==== Статья ====

Читаем Протест «Альянса» полностью

На больших публичных собраниях самые широкие идеи, смелые мысли всегда, конечно, одерживали верх. В большинстве случаев, когда сознание народных масс не извращалось в продолжение долгого времени заинтересованным и ловким распространением клеветы и лжи, устанавливается на народных собраниях нечто вроде коллективного инстинкта, который непреодолимо толкает их в сторону справедливости и истины и который настолько могуч, что даже наиболее упорные личности поддаются ему. Интриганы, ловкие, всесильные на закрытых, более или менее тайных заседаниях комитетов, теряют обыкновенно большую дозу своей уверенности перед этими большими собраниями, на которых народный здравый смысл, опирающийся на этот инстинкт, расправляется с их софизмами. Истина и справедливость до такой степени заразительны здесь, что случалось очень часто, что на общих собраниях всех секций, даже рабочая масса фабричных секций, – простой народ входящий в женевские секции, – увлеченная общим энтузиазмом, голосовала за резолюции, противные идеям и мероприятиям предлагаемым ее вождями.

Поэтому, как мы, впрочем, уже заметили, эти общие собрания никогда не пользовались сочувствием этих последних, которые всегда предпочитали им собрания комитетов всех секций. Правительственные и тайные собрания, происходившие почти всегда при закрытых дверях, недоступны рабочим массам Интернационала. Только члены, более или менее постоянные и неизменные, комитетов секций имеют право участвовать на них. Сходясь на частном и закрытом собрании, они составляют вместе настоящую правящую аристократию Интернационала. Это истина, много раз отмеченная, что достаточно человеку, даже наиболее либеральному и самому популярному, войти в состав какого-нибудь правительства, чтобы он совершенно изменился качественно; если он не погружается очень часто в народные низы, если он не вынужден действовать постоянно открыто на глазах у всех, если он не подвергается спасительному режиму постоянного контроля и народной критики, которые должны постоянно напоминать ему, что он не хозяин над массами ни даже их опекун, а только их поверенный или избранный и в каждую минуту могущий быть смененным служащий, он подвергается неминуемо риску испортиться, имея дело исключительно с такими же аристократами, как он, и стать претенциозным и тщеславным глупцом, напыщенным сознанием своей важности.

==== Сохранённые данные ====

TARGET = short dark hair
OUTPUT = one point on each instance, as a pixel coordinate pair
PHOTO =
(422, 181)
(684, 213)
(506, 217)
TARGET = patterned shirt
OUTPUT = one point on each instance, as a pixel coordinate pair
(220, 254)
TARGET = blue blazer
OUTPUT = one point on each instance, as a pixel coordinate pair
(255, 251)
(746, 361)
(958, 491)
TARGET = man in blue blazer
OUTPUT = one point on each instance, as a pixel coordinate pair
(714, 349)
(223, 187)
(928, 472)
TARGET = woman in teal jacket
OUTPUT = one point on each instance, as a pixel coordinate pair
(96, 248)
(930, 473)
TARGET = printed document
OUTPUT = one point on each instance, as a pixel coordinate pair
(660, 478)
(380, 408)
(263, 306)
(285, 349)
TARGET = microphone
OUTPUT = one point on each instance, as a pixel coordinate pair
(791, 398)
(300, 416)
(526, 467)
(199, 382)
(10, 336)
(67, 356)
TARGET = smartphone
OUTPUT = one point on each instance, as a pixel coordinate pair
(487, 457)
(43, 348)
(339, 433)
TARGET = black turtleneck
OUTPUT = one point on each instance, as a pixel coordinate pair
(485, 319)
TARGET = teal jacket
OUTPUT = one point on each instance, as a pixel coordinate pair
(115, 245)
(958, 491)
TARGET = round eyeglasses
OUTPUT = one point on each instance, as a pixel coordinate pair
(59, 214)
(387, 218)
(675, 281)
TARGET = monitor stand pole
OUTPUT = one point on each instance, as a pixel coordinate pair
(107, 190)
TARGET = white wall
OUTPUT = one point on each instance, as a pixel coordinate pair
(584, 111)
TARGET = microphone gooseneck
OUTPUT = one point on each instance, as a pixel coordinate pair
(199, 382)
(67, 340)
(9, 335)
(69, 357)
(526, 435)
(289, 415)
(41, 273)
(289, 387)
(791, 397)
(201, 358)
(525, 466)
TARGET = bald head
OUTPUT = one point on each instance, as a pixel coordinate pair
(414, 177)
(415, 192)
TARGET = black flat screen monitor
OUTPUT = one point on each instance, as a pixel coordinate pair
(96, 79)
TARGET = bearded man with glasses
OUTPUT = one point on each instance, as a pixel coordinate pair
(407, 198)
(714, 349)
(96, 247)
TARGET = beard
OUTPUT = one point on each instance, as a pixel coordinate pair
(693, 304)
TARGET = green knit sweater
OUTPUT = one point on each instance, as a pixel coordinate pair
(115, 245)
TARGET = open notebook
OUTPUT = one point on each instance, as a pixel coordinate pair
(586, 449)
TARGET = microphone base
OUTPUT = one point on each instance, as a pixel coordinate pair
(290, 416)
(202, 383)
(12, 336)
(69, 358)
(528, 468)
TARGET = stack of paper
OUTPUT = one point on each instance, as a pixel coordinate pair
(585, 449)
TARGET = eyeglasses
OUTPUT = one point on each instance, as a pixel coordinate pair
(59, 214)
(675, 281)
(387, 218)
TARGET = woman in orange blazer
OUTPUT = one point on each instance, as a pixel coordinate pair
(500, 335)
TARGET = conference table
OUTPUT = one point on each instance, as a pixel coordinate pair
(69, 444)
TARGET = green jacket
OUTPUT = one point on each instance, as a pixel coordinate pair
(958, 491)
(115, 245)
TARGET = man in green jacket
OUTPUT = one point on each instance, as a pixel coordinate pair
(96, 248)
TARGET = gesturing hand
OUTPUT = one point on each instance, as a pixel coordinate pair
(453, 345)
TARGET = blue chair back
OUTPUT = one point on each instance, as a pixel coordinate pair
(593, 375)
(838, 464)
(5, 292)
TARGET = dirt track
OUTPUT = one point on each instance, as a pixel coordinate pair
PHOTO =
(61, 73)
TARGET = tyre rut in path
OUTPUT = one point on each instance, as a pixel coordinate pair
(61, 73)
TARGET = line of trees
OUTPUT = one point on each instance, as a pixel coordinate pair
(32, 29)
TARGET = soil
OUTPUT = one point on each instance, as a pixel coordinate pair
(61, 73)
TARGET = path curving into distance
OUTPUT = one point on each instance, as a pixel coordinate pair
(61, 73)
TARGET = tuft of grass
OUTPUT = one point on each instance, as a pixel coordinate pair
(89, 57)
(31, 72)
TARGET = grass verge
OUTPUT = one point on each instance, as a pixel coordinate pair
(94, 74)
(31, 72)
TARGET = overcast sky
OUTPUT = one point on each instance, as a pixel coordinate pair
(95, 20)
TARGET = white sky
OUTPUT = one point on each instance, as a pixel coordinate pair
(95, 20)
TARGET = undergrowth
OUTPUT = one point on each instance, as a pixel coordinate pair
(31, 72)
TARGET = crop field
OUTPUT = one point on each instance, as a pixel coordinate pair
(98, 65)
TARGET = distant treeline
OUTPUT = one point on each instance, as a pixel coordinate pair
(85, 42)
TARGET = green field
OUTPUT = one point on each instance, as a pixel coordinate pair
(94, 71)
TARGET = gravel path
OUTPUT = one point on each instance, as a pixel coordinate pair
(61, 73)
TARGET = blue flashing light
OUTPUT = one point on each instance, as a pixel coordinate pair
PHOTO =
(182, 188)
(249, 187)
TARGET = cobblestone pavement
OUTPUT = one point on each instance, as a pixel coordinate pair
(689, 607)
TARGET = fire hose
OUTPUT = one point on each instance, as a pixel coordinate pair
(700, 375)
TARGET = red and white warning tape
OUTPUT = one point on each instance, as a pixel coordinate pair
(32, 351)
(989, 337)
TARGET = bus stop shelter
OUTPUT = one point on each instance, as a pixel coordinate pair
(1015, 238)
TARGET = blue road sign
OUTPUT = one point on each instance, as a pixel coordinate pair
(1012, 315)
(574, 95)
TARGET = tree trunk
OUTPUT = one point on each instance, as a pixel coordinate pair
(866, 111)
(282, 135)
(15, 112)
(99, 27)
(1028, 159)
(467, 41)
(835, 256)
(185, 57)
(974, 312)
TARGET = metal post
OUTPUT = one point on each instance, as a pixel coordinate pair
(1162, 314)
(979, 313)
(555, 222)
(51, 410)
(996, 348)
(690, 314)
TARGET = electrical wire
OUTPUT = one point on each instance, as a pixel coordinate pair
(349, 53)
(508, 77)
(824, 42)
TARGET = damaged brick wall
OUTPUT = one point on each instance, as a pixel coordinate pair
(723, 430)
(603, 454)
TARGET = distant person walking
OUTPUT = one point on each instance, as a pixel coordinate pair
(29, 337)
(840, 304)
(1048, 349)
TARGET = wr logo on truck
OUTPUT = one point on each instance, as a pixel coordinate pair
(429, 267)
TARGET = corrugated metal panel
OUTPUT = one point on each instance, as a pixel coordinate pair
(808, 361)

====

▶ Задания
a. Представьте в виде CSV с двумя столбцами, «запрос» и «ответ», тот фрагмент записей, который открывается строкой, содержащей «TARGET = cobblestone pavement», и закрывается строкой, содержащей «(1015, 238)», включая обе эти строки. На каждый запрос отведите одну строку, каждое поле заключите в кавычки, а переносы строк внутри поля замените пробелами.
b. Напишите следующую часть статьи об общих собраниях и комитетах секций Интернационала.

▶ Ответы к заданиям
a.
запрос,ответ
"TARGET = cobblestone pavement OUTPUT = one point on each instance, as a pixel coordinate pair","(689, 607)"
"TARGET = fire hose OUTPUT = one point on each instance, as a pixel coordinate pair","(700, 375)"
"TARGET = red and white warning tape OUTPUT = one point on each instance, as a pixel coordinate pair","(32, 351) (989, 337)"
"TARGET = bus stop shelter OUTPUT = one point on each instance, as a pixel coordinate pair","(1015, 238)"

b.
Вот, на какую участь обрекли себя члены комитетов женевского Интернационала, отказав народу в доступе на свои собрания. На этих собраниях необходимо должен был господствовать совершенно другой дух, противоположный духу, господствовавшему на народных собраниях: насколько на последних проявлялись широта взглядов и великодушие, настолько первые отличались узостью. Здесь не могло быть инстинкта великих идей и великих дел, здесь был инстинкт фальшивой мудрости, жалких расчетов, мелочной ловкости. Одним словом, здесь господствовал авторитарный и правительственный дух: не дух широких масс, примыкающих к Интернационалу, а дух главарей женевской Фабрики.

Понятно, что эти господа очень любят эти собрания комитетов. Это очень благоприятная почва для полного проявления их женевской ловкости; они там хозяева и они широко использовали эти собрания, чтобы настроить и дисциплинировать в желательном для них смысле и, если можно так выразиться, чтобы «оженевить» всех главных членов комитетов иностранных секций, чтобы мало по малу заставить проникнуть в их ум и сердце правительственные и буржуазные инстинкты, которые всегда воодушевляли их самих. В самом деле, эти собрания комитетов секций имели то преимущество, что давали им возможность лично знать наиболее выдающихся и наиболее влиятельных членов этих секций, и достаточно им было склонить на сторону своей политики этих членов, чтобы стать абсолютными хозяевами всех секций.

Поэтому мы видели, что до января 1869 г., когда новые статуты, принятые первым романским съездом, вошли в силу, не общие собрания, а собрания комитетов считались партией женевской реакции как высшая законная инстанция женевского Интернационала. Общие собрания, впрочем, не были ни регулярными ни частыми. Их созывали только в исключительных случаях, и тогда их порядок дня, установленный заранее, был так переполнен, что оставалось лишь очень мало времени на обсуждение принципиальных вопросов.

Но было другое место, где эти вопросы могли обсуждаться с гораздо большей свободой: это ежемесячные и иногда даже экстраординарные собрания Центральной Секции.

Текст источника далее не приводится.